Put the lines of the records below into a JSON list of strings, one string per line and no blank lines, starting with the line that contains "Target: golden brown crust" and continuing through the last line of the records.

= = =

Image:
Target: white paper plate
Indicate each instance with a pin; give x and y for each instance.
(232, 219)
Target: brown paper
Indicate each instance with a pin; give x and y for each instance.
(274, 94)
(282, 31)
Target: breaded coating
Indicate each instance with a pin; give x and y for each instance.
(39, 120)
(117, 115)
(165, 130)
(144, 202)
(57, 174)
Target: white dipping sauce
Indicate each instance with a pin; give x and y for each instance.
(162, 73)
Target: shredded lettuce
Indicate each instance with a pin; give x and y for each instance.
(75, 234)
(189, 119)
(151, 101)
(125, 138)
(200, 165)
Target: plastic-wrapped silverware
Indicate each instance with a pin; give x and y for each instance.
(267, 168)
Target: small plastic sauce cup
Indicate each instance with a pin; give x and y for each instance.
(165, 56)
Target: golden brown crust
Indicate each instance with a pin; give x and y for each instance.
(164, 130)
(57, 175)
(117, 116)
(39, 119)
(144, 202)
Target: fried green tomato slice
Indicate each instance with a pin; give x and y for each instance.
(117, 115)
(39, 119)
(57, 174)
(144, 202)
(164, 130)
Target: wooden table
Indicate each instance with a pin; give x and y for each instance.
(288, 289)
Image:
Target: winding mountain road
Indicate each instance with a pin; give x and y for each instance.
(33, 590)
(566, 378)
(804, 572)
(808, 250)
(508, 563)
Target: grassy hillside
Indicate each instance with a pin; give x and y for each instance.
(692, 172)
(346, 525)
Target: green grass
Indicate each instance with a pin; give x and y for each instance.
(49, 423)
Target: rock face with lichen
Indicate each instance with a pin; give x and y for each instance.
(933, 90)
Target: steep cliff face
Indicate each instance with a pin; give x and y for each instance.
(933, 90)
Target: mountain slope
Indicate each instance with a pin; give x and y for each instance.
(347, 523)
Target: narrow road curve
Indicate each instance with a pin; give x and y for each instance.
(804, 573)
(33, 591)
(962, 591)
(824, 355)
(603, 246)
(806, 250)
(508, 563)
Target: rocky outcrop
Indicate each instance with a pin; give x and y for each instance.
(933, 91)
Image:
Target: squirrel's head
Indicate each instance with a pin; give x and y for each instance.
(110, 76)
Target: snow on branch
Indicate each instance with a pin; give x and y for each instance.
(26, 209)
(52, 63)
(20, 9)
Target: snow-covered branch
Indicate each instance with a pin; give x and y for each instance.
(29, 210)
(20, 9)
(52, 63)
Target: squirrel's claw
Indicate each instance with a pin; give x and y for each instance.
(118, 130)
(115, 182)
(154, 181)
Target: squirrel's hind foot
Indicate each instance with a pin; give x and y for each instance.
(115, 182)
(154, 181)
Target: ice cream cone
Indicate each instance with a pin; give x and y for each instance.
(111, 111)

= = =

**TASK SOLUTION**:
[
  "Target: golden brown crust",
  "Indicate each instance with a pin; give x and y for each instance.",
  "(164, 130)",
  "(57, 175)",
  "(117, 116)",
  "(39, 119)",
  "(144, 202)",
  "Target: fried green tomato slice",
  "Indicate each instance with a pin; give x and y for each instance.",
  "(117, 115)",
  "(39, 119)",
  "(57, 174)",
  "(144, 202)",
  "(164, 130)",
  "Target: wooden table",
  "Indicate each instance with a pin; give x and y for each instance.",
  "(288, 289)",
  "Image:",
  "Target: winding mountain road",
  "Indicate each instance with a pin; give x and y for each instance.",
  "(33, 590)",
  "(566, 378)",
  "(804, 572)",
  "(808, 250)",
  "(508, 563)",
  "Target: grassy hillside",
  "Indicate each instance with a pin; give x and y for each instance.",
  "(692, 172)",
  "(346, 525)",
  "Target: green grass",
  "Indicate each instance with a pin; give x and y for each instance.",
  "(49, 423)",
  "Target: rock face with lichen",
  "Indicate each instance with a pin; give x and y for each instance.",
  "(933, 90)",
  "Target: steep cliff face",
  "Indicate each instance with a pin; give x and y for each instance.",
  "(933, 90)",
  "Target: mountain slope",
  "Indicate each instance with a pin; give x and y for each instance.",
  "(347, 523)",
  "Target: narrow road curve",
  "Indicate each instance with a pin; give x and y for each instance.",
  "(804, 573)",
  "(33, 591)",
  "(962, 591)",
  "(824, 355)",
  "(603, 246)",
  "(806, 250)",
  "(508, 563)",
  "Target: rocky outcrop",
  "Indicate each instance with a pin; give x and y for each instance.",
  "(933, 91)",
  "Image:",
  "Target: squirrel's head",
  "Indicate each instance with a pin; give x and y for each instance.",
  "(110, 76)",
  "Target: snow on branch",
  "Indicate each instance with a pin; give x and y for each instance.",
  "(26, 209)",
  "(52, 63)",
  "(20, 9)",
  "Target: snow-covered branch",
  "Indicate each instance with a pin; give x and y for each instance.",
  "(29, 210)",
  "(20, 9)",
  "(52, 63)",
  "Target: squirrel's claw",
  "Indicate each instance with a pin; give x and y for each instance.",
  "(118, 130)",
  "(115, 182)",
  "(154, 181)",
  "Target: squirrel's hind foot",
  "Indicate each instance with a pin; give x and y for each instance.",
  "(115, 182)",
  "(154, 181)",
  "Target: ice cream cone",
  "Indicate each instance with a pin; give x and y for each instance.",
  "(111, 111)"
]